[Task data]
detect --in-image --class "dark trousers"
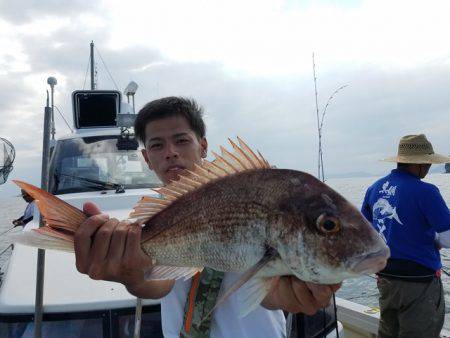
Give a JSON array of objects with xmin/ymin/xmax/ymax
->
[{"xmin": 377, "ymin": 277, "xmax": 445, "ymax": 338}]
==
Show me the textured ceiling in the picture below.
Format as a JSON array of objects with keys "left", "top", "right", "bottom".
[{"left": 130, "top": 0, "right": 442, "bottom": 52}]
...
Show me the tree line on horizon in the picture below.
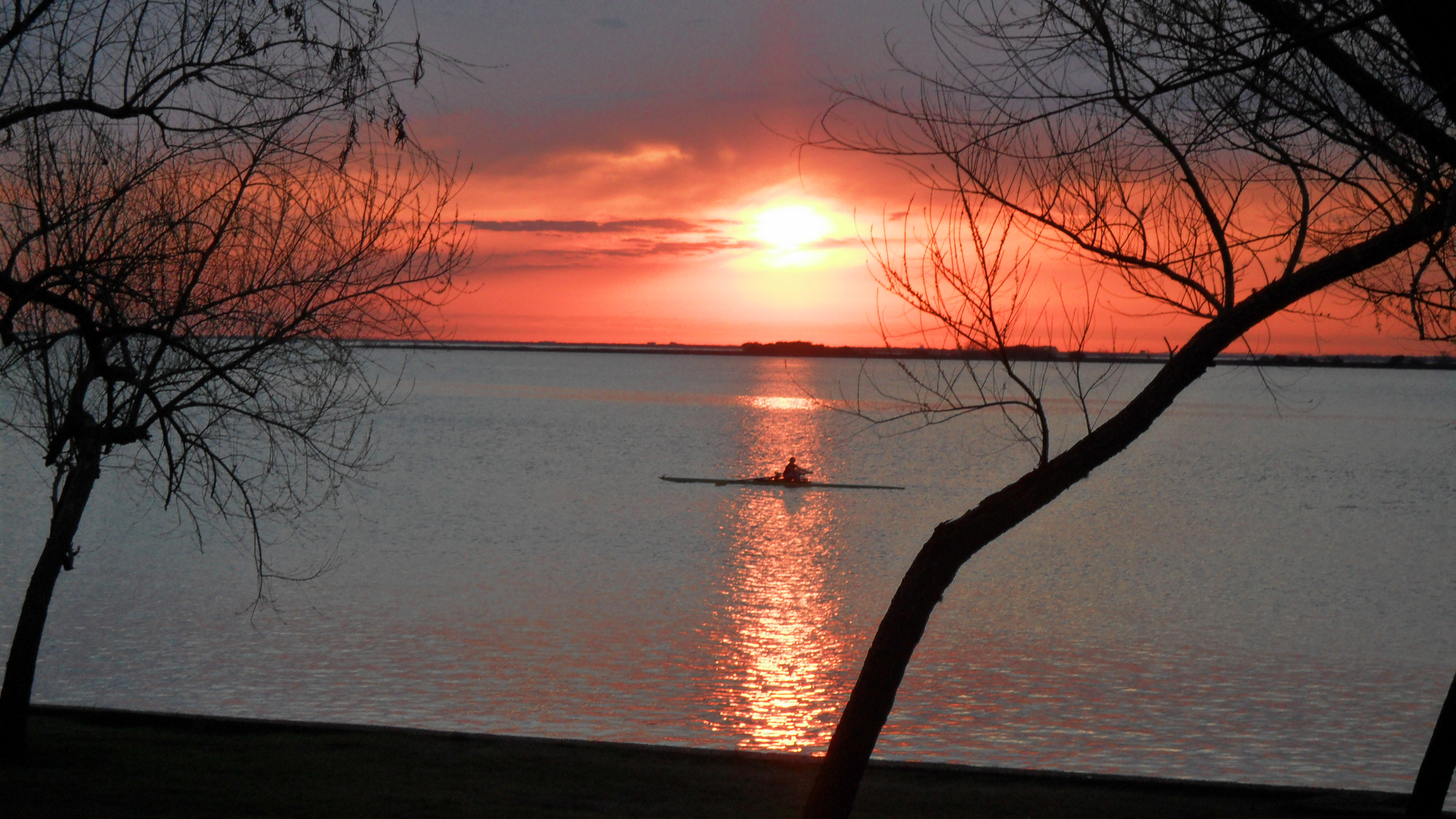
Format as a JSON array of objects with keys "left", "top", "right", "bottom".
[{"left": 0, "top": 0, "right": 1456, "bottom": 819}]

[Exercise description]
Copy out every line above that contains the string "xmin". Case counts, so a line qualifies only if the capitalization matches.

[The answer]
Give a JSON array of objects with xmin/ymin/xmax/ymax
[{"xmin": 377, "ymin": 277, "xmax": 445, "ymax": 338}]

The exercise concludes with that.